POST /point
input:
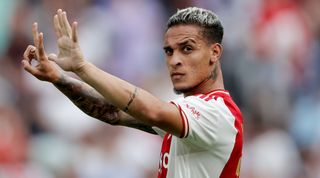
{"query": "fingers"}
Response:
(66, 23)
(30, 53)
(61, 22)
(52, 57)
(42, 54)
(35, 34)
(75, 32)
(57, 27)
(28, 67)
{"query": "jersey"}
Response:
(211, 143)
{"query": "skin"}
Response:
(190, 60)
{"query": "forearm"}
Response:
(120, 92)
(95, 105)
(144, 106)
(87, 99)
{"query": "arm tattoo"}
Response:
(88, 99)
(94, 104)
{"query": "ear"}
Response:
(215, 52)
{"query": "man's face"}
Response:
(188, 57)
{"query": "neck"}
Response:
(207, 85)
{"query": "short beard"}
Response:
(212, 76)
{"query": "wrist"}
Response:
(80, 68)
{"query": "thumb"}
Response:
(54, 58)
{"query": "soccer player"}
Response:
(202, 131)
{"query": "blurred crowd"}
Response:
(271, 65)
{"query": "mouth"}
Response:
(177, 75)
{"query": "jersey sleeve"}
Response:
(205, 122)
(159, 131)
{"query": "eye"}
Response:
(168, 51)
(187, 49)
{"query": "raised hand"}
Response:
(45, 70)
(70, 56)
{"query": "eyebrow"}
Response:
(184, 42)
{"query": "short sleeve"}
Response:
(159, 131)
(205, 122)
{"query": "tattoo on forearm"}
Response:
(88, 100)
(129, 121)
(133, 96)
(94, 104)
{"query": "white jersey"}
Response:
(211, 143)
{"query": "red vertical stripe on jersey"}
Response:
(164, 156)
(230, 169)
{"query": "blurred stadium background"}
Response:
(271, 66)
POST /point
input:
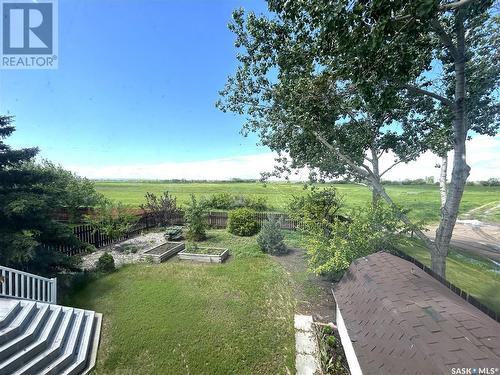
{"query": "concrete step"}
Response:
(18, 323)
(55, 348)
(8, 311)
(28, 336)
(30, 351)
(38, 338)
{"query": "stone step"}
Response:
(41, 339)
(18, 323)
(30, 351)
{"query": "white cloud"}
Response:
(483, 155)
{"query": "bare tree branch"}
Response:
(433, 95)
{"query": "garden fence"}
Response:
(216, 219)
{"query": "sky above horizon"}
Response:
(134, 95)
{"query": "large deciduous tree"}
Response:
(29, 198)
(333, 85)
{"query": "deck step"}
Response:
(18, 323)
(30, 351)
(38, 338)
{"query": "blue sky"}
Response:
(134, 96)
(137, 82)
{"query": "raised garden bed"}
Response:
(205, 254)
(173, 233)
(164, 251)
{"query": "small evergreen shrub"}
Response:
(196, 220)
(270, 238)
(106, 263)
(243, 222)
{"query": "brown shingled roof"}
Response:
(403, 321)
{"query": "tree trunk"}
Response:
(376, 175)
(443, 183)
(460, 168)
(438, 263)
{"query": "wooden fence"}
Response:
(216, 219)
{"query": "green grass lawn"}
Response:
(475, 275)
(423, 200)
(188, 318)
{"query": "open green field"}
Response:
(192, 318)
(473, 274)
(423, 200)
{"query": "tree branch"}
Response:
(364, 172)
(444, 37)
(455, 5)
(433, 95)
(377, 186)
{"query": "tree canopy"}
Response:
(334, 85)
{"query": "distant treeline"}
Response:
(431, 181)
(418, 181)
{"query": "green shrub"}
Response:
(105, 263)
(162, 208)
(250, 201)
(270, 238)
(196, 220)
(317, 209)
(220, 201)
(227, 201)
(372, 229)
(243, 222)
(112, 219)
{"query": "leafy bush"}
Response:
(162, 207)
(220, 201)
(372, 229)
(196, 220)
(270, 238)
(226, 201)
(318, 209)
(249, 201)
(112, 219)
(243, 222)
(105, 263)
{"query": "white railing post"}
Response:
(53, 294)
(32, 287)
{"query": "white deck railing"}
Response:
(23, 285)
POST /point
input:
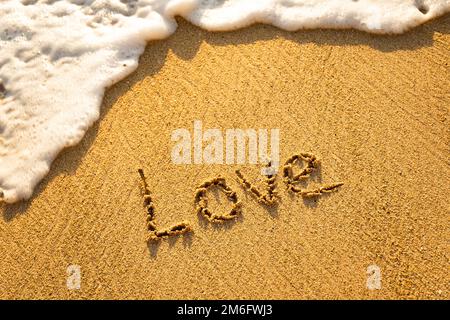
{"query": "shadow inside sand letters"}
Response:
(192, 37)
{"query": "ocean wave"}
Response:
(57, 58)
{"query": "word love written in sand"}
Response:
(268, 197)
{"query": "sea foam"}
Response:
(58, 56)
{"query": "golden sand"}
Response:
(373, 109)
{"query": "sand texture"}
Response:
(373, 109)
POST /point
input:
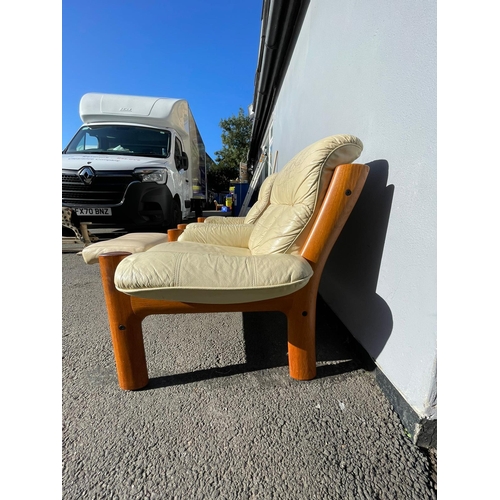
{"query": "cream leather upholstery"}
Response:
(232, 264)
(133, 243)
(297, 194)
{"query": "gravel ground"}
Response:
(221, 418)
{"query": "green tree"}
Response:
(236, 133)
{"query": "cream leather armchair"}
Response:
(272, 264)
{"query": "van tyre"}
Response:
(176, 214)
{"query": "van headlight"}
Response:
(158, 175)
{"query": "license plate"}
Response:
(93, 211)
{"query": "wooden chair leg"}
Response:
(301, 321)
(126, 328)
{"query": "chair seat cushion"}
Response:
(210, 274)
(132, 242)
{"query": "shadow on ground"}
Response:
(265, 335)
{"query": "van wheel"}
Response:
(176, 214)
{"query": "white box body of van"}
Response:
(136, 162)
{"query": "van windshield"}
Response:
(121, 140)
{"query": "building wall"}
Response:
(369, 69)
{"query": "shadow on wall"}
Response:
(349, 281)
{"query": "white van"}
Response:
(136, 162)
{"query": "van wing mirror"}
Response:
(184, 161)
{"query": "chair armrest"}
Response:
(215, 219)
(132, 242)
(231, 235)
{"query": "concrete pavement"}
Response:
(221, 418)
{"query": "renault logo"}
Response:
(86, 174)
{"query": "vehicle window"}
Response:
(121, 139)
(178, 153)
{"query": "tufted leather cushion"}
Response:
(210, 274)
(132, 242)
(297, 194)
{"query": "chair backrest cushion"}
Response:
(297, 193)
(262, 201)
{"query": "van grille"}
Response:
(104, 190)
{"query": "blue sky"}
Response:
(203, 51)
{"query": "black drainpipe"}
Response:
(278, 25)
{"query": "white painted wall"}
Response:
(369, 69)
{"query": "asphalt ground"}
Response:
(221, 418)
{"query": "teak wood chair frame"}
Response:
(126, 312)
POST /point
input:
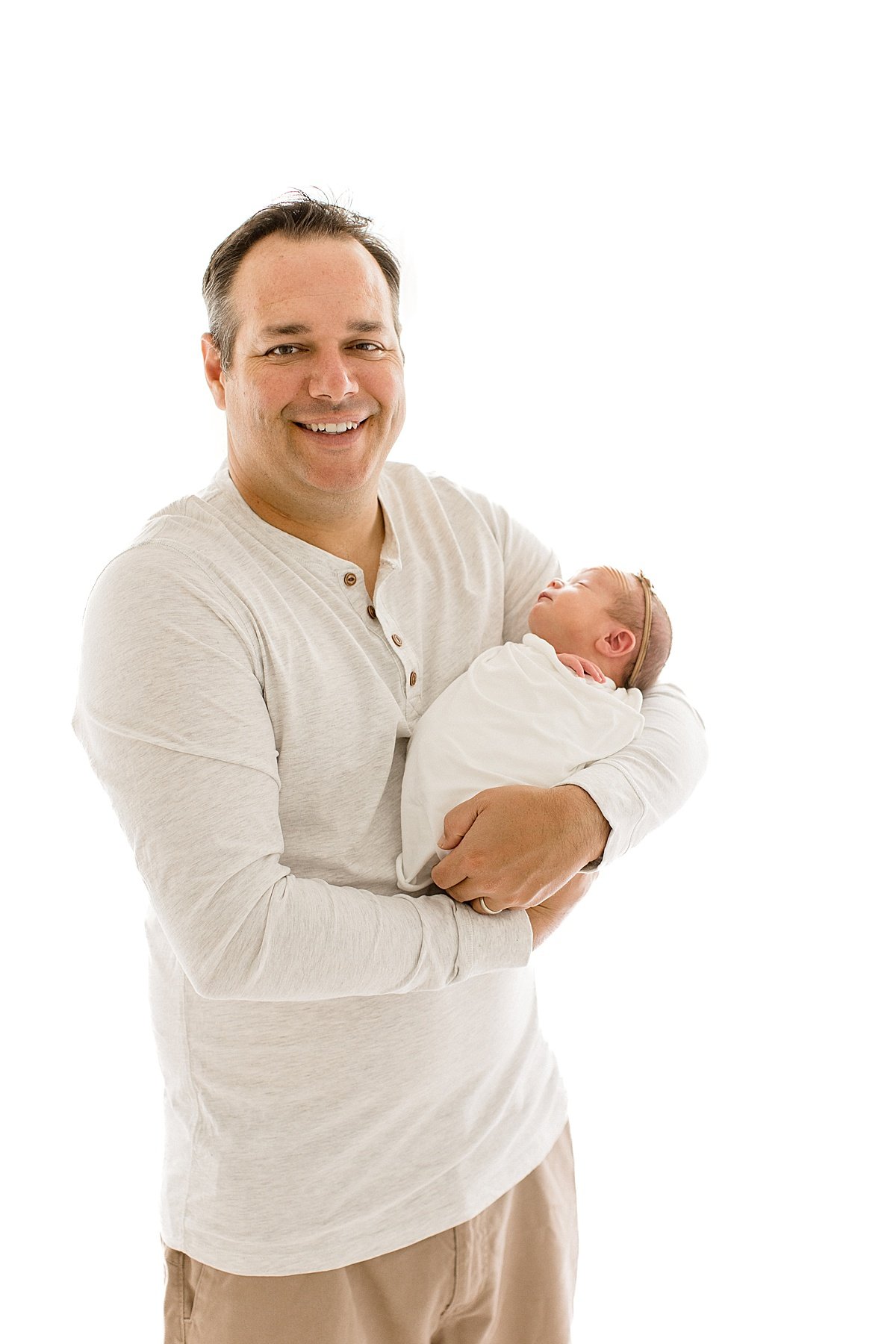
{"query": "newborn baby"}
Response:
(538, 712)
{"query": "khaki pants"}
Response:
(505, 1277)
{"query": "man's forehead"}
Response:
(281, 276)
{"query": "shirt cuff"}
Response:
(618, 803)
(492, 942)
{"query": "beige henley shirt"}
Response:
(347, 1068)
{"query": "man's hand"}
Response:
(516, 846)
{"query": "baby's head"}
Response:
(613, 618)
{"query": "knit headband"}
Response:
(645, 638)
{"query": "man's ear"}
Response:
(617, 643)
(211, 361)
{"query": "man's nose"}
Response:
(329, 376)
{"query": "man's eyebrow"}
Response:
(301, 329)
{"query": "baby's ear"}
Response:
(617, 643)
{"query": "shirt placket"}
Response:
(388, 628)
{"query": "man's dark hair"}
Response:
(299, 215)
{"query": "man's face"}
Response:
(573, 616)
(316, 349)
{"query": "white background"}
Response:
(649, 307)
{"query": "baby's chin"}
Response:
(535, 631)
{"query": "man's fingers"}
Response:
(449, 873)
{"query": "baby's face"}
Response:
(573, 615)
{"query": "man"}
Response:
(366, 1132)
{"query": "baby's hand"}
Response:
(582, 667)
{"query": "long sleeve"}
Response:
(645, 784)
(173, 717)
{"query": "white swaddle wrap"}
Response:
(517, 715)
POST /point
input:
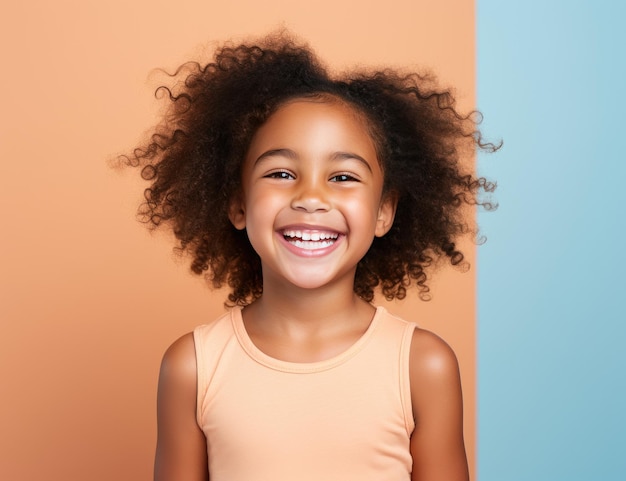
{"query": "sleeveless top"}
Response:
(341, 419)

§ §

> **Task**:
In the copy, include every record exactly and no pictures at all.

> **Answer section**:
POST /point
input:
{"query": "fingers"}
Response:
(66, 23)
(30, 53)
(61, 22)
(52, 57)
(42, 54)
(35, 34)
(75, 32)
(57, 27)
(28, 67)
{"query": "jersey"}
Response:
(211, 143)
{"query": "skin"}
Response:
(190, 60)
{"query": "forearm"}
Response:
(120, 92)
(95, 105)
(144, 106)
(87, 99)
{"query": "arm tattoo"}
Response:
(88, 99)
(94, 104)
{"query": "ear"}
Response:
(215, 52)
{"query": "man's face"}
Response:
(188, 57)
{"query": "neck"}
Response:
(207, 85)
{"query": "short beard"}
Response:
(212, 76)
{"query": "wrist"}
Response:
(80, 68)
{"query": "thumb"}
Response:
(54, 58)
{"query": "soccer player"}
Response:
(202, 131)
{"query": "blurred crowd"}
Response:
(271, 65)
{"query": "mouth"}
Response:
(177, 75)
{"query": "jersey sleeve"}
Response:
(205, 122)
(159, 131)
{"query": "eye"}
Response:
(168, 51)
(187, 49)
{"query": "raised hand"}
Response:
(45, 70)
(70, 56)
{"query": "eyebrow"}
Response:
(184, 42)
{"query": "short sleeve"}
Response:
(159, 131)
(205, 122)
{"query": "tattoo on forearm"}
Response:
(88, 100)
(129, 121)
(133, 96)
(94, 104)
{"query": "white jersey"}
Response:
(211, 143)
{"query": "red vertical stripe on jersey"}
Response:
(164, 156)
(230, 169)
{"query": "blurred stadium background"}
Response:
(271, 66)
POST /point
input:
{"query": "concrete step"}
Response:
(18, 323)
(55, 348)
(8, 311)
(28, 336)
(30, 351)
(38, 338)
{"query": "stone step"}
Response:
(41, 339)
(18, 323)
(30, 351)
{"query": "white cloud"}
Response:
(483, 155)
{"query": "bare tree branch"}
Response:
(433, 95)
{"query": "garden fence"}
Response:
(216, 219)
{"query": "sky above horizon"}
Response:
(134, 95)
{"query": "large deciduous tree"}
Response:
(29, 198)
(333, 85)
{"query": "deck step"}
Response:
(18, 323)
(30, 351)
(38, 338)
{"query": "blue sky"}
Response:
(134, 96)
(137, 82)
{"query": "raised garden bed"}
Response:
(205, 254)
(173, 233)
(164, 251)
{"query": "small evergreen shrub"}
Response:
(196, 220)
(270, 238)
(106, 263)
(243, 222)
{"query": "brown shingled roof"}
Response:
(403, 321)
{"query": "tree trunk"}
Response:
(376, 175)
(443, 183)
(460, 168)
(438, 263)
{"query": "wooden fence"}
Response:
(216, 219)
{"query": "green grass lawn"}
Response:
(475, 275)
(423, 200)
(188, 318)
{"query": "open green field"}
Response:
(192, 318)
(473, 274)
(423, 200)
{"query": "tree branch"}
Response:
(364, 172)
(444, 37)
(455, 5)
(433, 95)
(377, 186)
{"query": "tree canopy"}
Response:
(334, 85)
{"query": "distant treeline"}
Response:
(431, 181)
(418, 181)
{"query": "green shrub"}
Response:
(105, 263)
(162, 208)
(250, 201)
(270, 238)
(196, 220)
(317, 209)
(220, 201)
(227, 201)
(372, 229)
(243, 222)
(112, 219)
{"query": "leafy bush"}
Response:
(162, 207)
(220, 201)
(372, 229)
(196, 220)
(270, 238)
(226, 201)
(318, 209)
(249, 201)
(112, 219)
(243, 222)
(105, 263)
{"query": "white railing post"}
Response:
(53, 294)
(32, 287)
{"query": "white deck railing"}
Response:
(23, 285)
POST /point
input:
{"query": "shadow inside sand letters"}
Response:
(192, 37)
{"query": "ocean wave"}
Response:
(57, 58)
{"query": "word love written in sand"}
Response:
(268, 197)
{"query": "sea foam"}
Response:
(58, 56)
{"query": "golden sand"}
Response:
(373, 109)
{"query": "sand texture"}
Response:
(373, 109)
POST /point
input:
{"query": "cream leather upholstery"}
Response:
(232, 264)
(133, 243)
(297, 194)
{"query": "gravel ground"}
Response:
(221, 418)
{"query": "green tree"}
Response:
(236, 133)
{"query": "cream leather armchair"}
Response:
(272, 264)
{"query": "van tyre"}
Response:
(176, 214)
{"query": "van headlight"}
Response:
(158, 175)
{"query": "license plate"}
Response:
(93, 211)
{"query": "wooden chair leg"}
Response:
(301, 321)
(126, 328)
{"query": "chair seat cushion"}
Response:
(210, 274)
(132, 242)
{"query": "shadow on ground"}
Response:
(265, 335)
{"query": "van wheel"}
Response:
(176, 214)
{"query": "white box body of van"}
Response:
(136, 162)
{"query": "van windshield"}
Response:
(121, 140)
{"query": "building wall"}
Response:
(369, 69)
{"query": "shadow on wall"}
Response:
(349, 281)
{"query": "white van"}
Response:
(136, 162)
{"query": "van wing mirror"}
Response:
(184, 161)
{"query": "chair armrest"}
Response:
(215, 219)
(132, 242)
(231, 235)
{"query": "concrete pavement"}
Response:
(221, 418)
{"query": "renault logo"}
Response:
(86, 174)
{"query": "vehicle window"}
Response:
(121, 139)
(178, 153)
{"query": "tufted leather cushion"}
Response:
(210, 274)
(132, 242)
(297, 194)
{"query": "chair backrest cushion"}
Response:
(297, 193)
(262, 201)
{"query": "van grille"}
Response:
(104, 190)
{"query": "blue sky"}
Response:
(203, 51)
{"query": "black drainpipe"}
Response:
(278, 25)
{"query": "white painted wall"}
Response:
(369, 69)
{"query": "asphalt ground"}
Response:
(221, 418)
{"query": "teak wood chair frame"}
Response:
(126, 312)
POST /point
input:
{"query": "newborn baby"}
Response:
(538, 712)
{"query": "khaki pants"}
Response:
(505, 1277)
{"query": "man's forehead"}
Response:
(281, 276)
{"query": "shirt cuff"}
Response:
(618, 803)
(492, 942)
{"query": "beige henley shirt"}
Response:
(347, 1068)
{"query": "man's hand"}
Response:
(516, 846)
{"query": "baby's head"}
Response:
(613, 618)
{"query": "knit headband"}
Response:
(645, 638)
{"query": "man's ear"}
Response:
(617, 643)
(211, 361)
{"query": "man's nose"}
Response:
(329, 376)
{"query": "man's eyebrow"}
Response:
(301, 329)
{"query": "baby's ear"}
Response:
(617, 643)
{"query": "shirt placket"}
Response:
(388, 628)
{"query": "man's dark hair"}
Response:
(299, 215)
{"query": "man's face"}
Response:
(573, 616)
(316, 349)
{"query": "white background"}
Response:
(649, 307)
{"query": "baby's chin"}
Response:
(535, 631)
{"query": "man's fingers"}
Response:
(449, 873)
{"query": "baby's face"}
Response:
(573, 615)
{"query": "man"}
Response:
(366, 1132)
{"query": "baby's hand"}
Response:
(582, 667)
{"query": "long sleeve"}
Response:
(645, 784)
(173, 717)
{"query": "white swaddle wrap"}
Response:
(517, 715)
POST /point
input:
{"query": "sleeveless top"}
Response:
(341, 419)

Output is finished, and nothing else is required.